:: Data supplied

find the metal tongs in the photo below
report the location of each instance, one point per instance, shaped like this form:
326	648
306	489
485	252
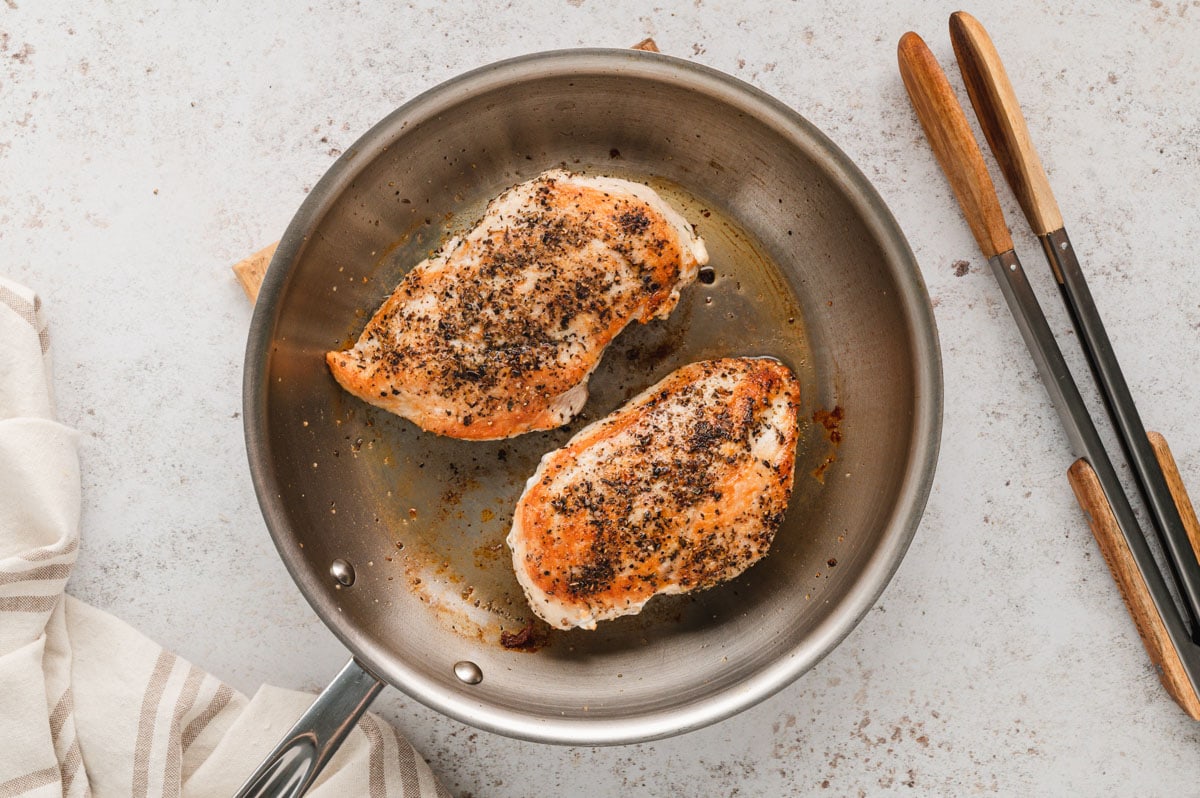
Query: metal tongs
1168	628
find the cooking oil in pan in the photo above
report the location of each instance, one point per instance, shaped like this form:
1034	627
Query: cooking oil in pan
448	504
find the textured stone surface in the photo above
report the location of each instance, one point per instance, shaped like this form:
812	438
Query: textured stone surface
143	150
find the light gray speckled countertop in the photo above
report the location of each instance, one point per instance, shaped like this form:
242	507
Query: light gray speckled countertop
143	150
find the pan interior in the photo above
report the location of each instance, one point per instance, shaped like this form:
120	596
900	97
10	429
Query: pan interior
804	271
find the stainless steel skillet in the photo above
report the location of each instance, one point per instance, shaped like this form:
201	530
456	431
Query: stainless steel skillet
395	535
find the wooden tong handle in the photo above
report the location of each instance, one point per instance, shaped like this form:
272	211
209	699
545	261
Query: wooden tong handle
953	144
1175	485
1125	571
1002	121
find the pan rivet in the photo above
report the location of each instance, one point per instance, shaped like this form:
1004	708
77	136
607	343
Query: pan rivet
468	672
342	571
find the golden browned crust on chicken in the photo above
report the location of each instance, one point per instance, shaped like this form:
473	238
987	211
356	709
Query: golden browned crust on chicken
679	490
497	334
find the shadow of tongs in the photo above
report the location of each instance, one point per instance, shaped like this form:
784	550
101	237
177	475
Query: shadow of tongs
1168	628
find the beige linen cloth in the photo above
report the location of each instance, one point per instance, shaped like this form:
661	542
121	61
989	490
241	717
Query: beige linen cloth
88	705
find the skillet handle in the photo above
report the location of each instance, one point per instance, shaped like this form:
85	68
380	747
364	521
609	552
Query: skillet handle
294	765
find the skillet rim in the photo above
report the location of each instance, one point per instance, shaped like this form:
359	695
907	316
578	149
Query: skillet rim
905	515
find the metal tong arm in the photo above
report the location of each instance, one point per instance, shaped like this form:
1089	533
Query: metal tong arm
1005	127
954	145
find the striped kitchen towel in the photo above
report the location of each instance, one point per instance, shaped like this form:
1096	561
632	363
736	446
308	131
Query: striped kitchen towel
88	705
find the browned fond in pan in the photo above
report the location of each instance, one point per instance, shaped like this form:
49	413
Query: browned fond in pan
808	265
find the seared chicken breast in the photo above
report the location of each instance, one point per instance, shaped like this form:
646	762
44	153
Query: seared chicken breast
681	489
498	333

::::

→ **Instructions to follow**
Write out all of the data above again, line for line and without changes, but leave out the pictures.

→ **Result of this exercise**
find the metal tongs in the photo below
report the location of each instance, one point per instance, shaped like this form:
326	648
306	489
485	252
Query: metal tongs
1168	628
find the cooking oil in pan in the photo above
report the location of each instance, one point per instance, shaped like this form:
1034	627
Query: cooking oil in pan
448	504
find the textured stone surface in the photo above
report the location of each instance, one point per instance, shaped like this form:
812	438
Query: textured stone surface
143	150
find the light gray speckled countertop in the photo above
report the location of each instance, one point per instance, shaped like this form:
242	507
Query: light gray speckled countertop
143	150
find the pan interior in the photo above
report the location of each instance, one point per instance, shaped like this form:
120	596
900	97
10	429
Query: pan interior
804	271
find the stainless steel skillet in the photo above
report the location of each instance, one point per instance, shaped like this form:
201	530
456	431
Query: stainless steel skillet
395	535
find the wooden tong handle in the photo above
report the location of each instance, one point per instance, shaped like this form:
272	211
209	699
545	261
Query: wooden tong handle
953	144
1175	485
1125	571
1002	121
find the pan rivet in the photo above
report the location of each instance, one point per instance, shaped like this form:
1004	708
77	136
607	343
Query: pan rivet
468	672
342	571
find the golden browned crust on chicken in the photo above
report the location of each instance, one point per instance, shaped like this form:
473	238
987	211
356	709
Query: golden browned crust on chicken
679	490
497	334
find the shadow of tongs in the photo above
report the location of each instance, one point per instance, shaped like this form:
784	550
101	237
177	475
Query: shadow of tongs
1168	628
find the beige linen cloth in the photo above
report the location of each instance, one point per instance, shaped like this form:
661	542
121	61
989	490
241	717
Query: beige linen cloth
88	705
find the skillet handle in the photo above
report the location of each instance, one point per instance, shaped like this form:
85	68
380	747
364	521
609	552
Query: skillet handle
294	765
find the skillet rim in the photo above
report the location of each instance, one point per instance, shaped like this form:
359	695
907	316
578	149
Query: skillet rim
905	515
find the metal tong arm in the photo above
report the location of each instance, one point per instance, shaped like this form:
1089	533
Query: metal tong arm
1005	127
954	145
find the striped kitchen towel in the photo above
report the location of each instance, one point per instance, shaped like this form:
1096	561
632	363
736	446
308	131
Query: striped kitchen towel
88	705
find the browned fond in pan in the photo above
report the location of each instance, one point per instance, shaped like this form:
49	413
Query: browned fond in pan
808	265
find the seared chicken breast in the photo above
report the location of each instance, one point per instance, shaped like this form:
646	762
44	153
Query: seared chicken breast
681	489
498	333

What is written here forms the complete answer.